===== RECORDED DATA
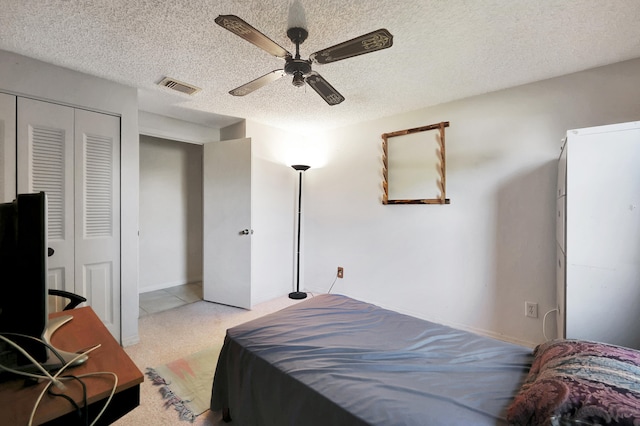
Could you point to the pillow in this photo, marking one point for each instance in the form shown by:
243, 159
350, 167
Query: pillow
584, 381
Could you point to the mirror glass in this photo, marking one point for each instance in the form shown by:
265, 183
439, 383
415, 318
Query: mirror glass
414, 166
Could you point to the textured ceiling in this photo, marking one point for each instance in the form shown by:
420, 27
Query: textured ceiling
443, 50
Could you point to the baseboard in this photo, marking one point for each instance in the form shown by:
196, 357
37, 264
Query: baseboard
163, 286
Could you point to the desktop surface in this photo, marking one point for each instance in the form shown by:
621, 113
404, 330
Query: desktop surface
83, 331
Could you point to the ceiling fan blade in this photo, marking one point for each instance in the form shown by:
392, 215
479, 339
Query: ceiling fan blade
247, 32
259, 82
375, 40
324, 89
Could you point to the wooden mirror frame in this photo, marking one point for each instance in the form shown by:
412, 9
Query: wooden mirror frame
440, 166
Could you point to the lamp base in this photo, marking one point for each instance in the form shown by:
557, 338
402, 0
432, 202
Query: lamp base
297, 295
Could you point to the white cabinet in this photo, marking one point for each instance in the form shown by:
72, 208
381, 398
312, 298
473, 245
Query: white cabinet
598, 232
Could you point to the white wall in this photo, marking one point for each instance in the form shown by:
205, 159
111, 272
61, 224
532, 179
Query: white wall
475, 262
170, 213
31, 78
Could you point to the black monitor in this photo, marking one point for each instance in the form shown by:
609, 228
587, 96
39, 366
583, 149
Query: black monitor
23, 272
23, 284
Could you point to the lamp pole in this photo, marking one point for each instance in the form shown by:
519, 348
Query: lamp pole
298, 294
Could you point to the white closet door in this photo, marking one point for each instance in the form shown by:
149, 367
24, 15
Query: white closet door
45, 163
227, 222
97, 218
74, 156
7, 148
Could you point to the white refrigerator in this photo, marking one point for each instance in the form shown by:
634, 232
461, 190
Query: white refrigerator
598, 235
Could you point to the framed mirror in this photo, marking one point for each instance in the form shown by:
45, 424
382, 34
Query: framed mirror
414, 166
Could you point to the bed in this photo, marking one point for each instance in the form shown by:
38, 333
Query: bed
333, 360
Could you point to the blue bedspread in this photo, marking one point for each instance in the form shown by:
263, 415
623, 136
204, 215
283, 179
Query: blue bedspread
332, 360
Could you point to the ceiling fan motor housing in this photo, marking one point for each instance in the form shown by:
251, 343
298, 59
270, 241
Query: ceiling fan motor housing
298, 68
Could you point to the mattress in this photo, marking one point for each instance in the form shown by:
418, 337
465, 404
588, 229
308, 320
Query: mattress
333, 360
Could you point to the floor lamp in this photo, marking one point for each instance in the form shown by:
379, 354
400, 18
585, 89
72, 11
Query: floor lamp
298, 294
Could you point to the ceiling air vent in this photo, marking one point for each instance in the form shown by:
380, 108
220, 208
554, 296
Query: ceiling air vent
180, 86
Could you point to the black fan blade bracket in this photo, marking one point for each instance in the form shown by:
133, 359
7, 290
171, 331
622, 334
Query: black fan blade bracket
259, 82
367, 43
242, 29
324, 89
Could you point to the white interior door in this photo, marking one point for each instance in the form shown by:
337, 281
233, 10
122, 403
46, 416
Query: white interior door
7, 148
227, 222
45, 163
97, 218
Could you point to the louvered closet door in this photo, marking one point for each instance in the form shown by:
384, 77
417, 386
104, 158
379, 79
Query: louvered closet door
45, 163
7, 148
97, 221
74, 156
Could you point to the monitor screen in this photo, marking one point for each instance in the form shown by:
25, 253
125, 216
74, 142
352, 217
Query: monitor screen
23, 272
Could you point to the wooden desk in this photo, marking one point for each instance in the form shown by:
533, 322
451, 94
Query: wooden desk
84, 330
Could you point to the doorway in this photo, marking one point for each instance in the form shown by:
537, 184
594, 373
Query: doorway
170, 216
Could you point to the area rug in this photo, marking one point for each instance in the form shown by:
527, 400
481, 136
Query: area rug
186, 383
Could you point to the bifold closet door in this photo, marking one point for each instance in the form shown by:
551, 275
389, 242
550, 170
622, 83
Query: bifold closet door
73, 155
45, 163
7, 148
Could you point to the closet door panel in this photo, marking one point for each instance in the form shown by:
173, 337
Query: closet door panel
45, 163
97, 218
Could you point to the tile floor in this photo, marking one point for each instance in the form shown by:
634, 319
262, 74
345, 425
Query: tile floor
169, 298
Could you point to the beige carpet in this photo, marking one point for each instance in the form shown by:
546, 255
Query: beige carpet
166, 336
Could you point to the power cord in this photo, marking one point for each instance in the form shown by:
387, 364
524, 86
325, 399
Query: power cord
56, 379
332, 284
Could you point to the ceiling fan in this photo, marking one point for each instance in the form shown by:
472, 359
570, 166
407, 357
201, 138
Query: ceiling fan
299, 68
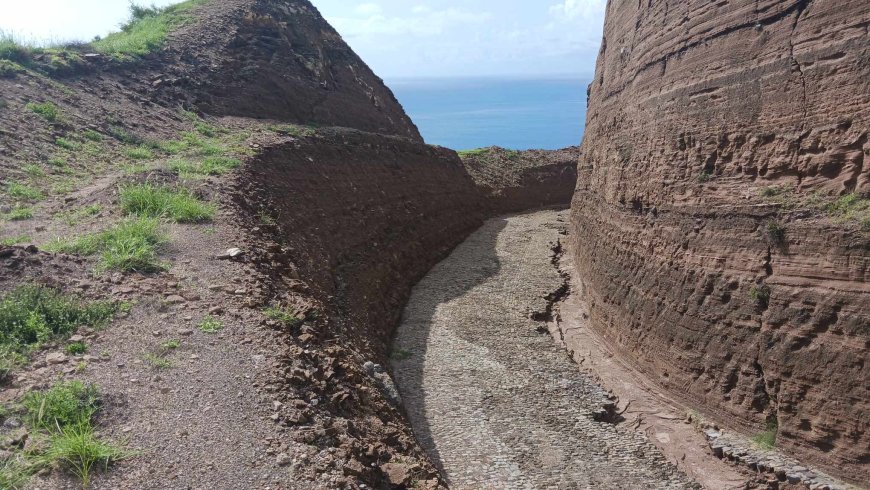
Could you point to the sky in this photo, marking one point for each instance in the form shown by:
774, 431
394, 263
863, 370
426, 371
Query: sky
==========
Repeat each entry above word for word, leaving every picture out.

#### ANSWER TO THIS EXERCISE
Could you point to the pillow in this photo, marking one point for each instance in the form shown by:
243, 159
350, 167
Query: pillow
584, 381
Could you point to the mirror glass in this photo, marking one point for each instance in the form shown by:
265, 183
439, 383
415, 318
Query: mirror glass
414, 166
Could you point to the textured ceiling in this photo, marking one point for each instance in the form shown by:
420, 27
Query: textured ceiling
443, 50
Could you point to the baseboard in this photo, marking one point for each instance in the form shown by:
196, 357
37, 264
Query: baseboard
163, 286
Could you point to the desktop surface in this photo, marking one point for each instance in the form shown by:
621, 113
404, 330
Query: desktop surface
83, 331
Could you point to the ceiling fan blade in this photo, marking one point for each instance in the form shown by:
392, 215
479, 339
Query: ceiling fan blade
247, 32
259, 82
375, 40
324, 89
Could you point to the wooden mirror frame in this photo, marking one point for each instance in the form shown by:
412, 9
Query: wooden mirror frame
440, 166
Could you point to the lamp base in this photo, marking one point for each instance in the form shown by:
557, 338
402, 0
432, 202
Query: lamp base
297, 295
Could you point to the white cabinet in this photo, marking one point for each instance in the form shown by:
72, 208
381, 398
312, 298
473, 245
Query: white cabinet
598, 232
Could you point to the white wall in this photo, marking one point for each instance in the form shown by:
205, 159
111, 272
61, 224
532, 179
Query: white wall
475, 262
170, 213
31, 78
Could you point to the black monitor in this photo, marking one point for each instance in the form shown by:
609, 228
587, 96
39, 366
583, 149
Query: black monitor
23, 272
23, 284
Could you point to the lamp pole in this photo, marking one point for each instance in the form shown by:
519, 348
Query: lamp pole
298, 294
Could you point to the white closet door in this photo, marking one point for each instance in the form shown by:
149, 367
24, 15
Query: white closet door
45, 163
227, 222
97, 218
74, 156
7, 148
Could you point to the white refrigerator in this photo, marking one point for each instance in the form shown by:
634, 232
461, 190
Query: white refrigerator
598, 235
Could you point to the framed mirror in this photo, marking one point for each instance in the form shown by:
45, 424
382, 34
Query: framed mirror
414, 166
Could you point to the bed in this photo, marking one point for each instance in the form shown by:
38, 333
Query: bed
333, 360
Could you point to the blue bedspread in this photo, marking one point for each instance in the form shown by:
263, 415
623, 136
204, 215
283, 179
Query: blue bedspread
332, 360
Could you point to the ceiling fan motor housing in this photo, marking one point for each instance in the form shown by:
251, 343
298, 59
270, 241
Query: ceiling fan motor housing
298, 68
Could you point to the mattress in this photo, marking one point for each instance in the form shown by:
418, 337
465, 404
588, 229
308, 320
Query: mattress
333, 360
Could you point to the floor lamp in this photo, marking one point for each instance in the form shown by:
379, 354
400, 18
585, 89
72, 11
Query: floor lamp
298, 294
Could you point to the ceiling air vent in this photo, marking one point for each instance in the form shown by:
380, 108
220, 208
554, 296
Query: ceiling air vent
180, 86
Could you point to the black fan blade bracket in this photo, marking one point for each instance in the form shown by:
133, 359
7, 290
171, 331
622, 334
Query: black fan blade bracket
259, 82
367, 43
242, 29
324, 89
Could you point to the white interior door in this photo, marking one point for each instance in the form shown by:
337, 281
233, 10
122, 403
46, 416
Query: white interior door
7, 148
227, 222
45, 163
97, 218
Could you point to the louvered closet door in this photo, marking one point for each instance in the form shown by:
384, 77
417, 386
104, 158
379, 79
Query: louvered closet door
45, 163
7, 148
97, 221
74, 156
Could you point to the monitor screen in this photo, marking one point for each instance in the form shown by:
25, 253
125, 216
74, 142
352, 217
Query: monitor screen
23, 272
Could you point to the wooden desk in this photo, marking one point for each instance in the form shown by:
533, 322
451, 94
Query: wooden desk
84, 330
Could you point to the doorway in this photo, marking one point for each instance in the form shown by:
537, 184
594, 373
Query: doorway
170, 216
Could you point to the area rug in this photo, marking one point for each instance in the form shown by:
527, 400
481, 136
Query: area rug
186, 383
Could you point to the bifold closet door in this photo, marking one point for each instance in the form shown by:
551, 275
389, 242
550, 170
622, 83
Query: bifold closet door
73, 155
45, 163
7, 148
Could you point to the closet door panel in this photo, marking one point for each instance in the form shown by:
173, 337
Query: closet door panel
45, 163
97, 218
Could you point to the tile floor in this photo, marking one point for each instance in the form shown by:
634, 319
262, 74
345, 425
Query: tile floor
169, 298
Could you point to the beige carpet in this photo, marking one point for each instance in the form shown by:
546, 255
Query: beige carpet
166, 336
Could you point to the power cord in this photo, marking one point for each instance in the form shown by:
387, 364
524, 86
325, 399
Query: power cord
56, 379
332, 284
Could you point to the ceiling fan in this photo, marking one point for each instance in the form shown by:
472, 359
570, 166
407, 357
201, 138
Query: ceiling fan
299, 68
Could you point to the sky in this photo, marking one point for each instance in the form shown by:
774, 431
394, 263
863, 370
426, 371
Query: sky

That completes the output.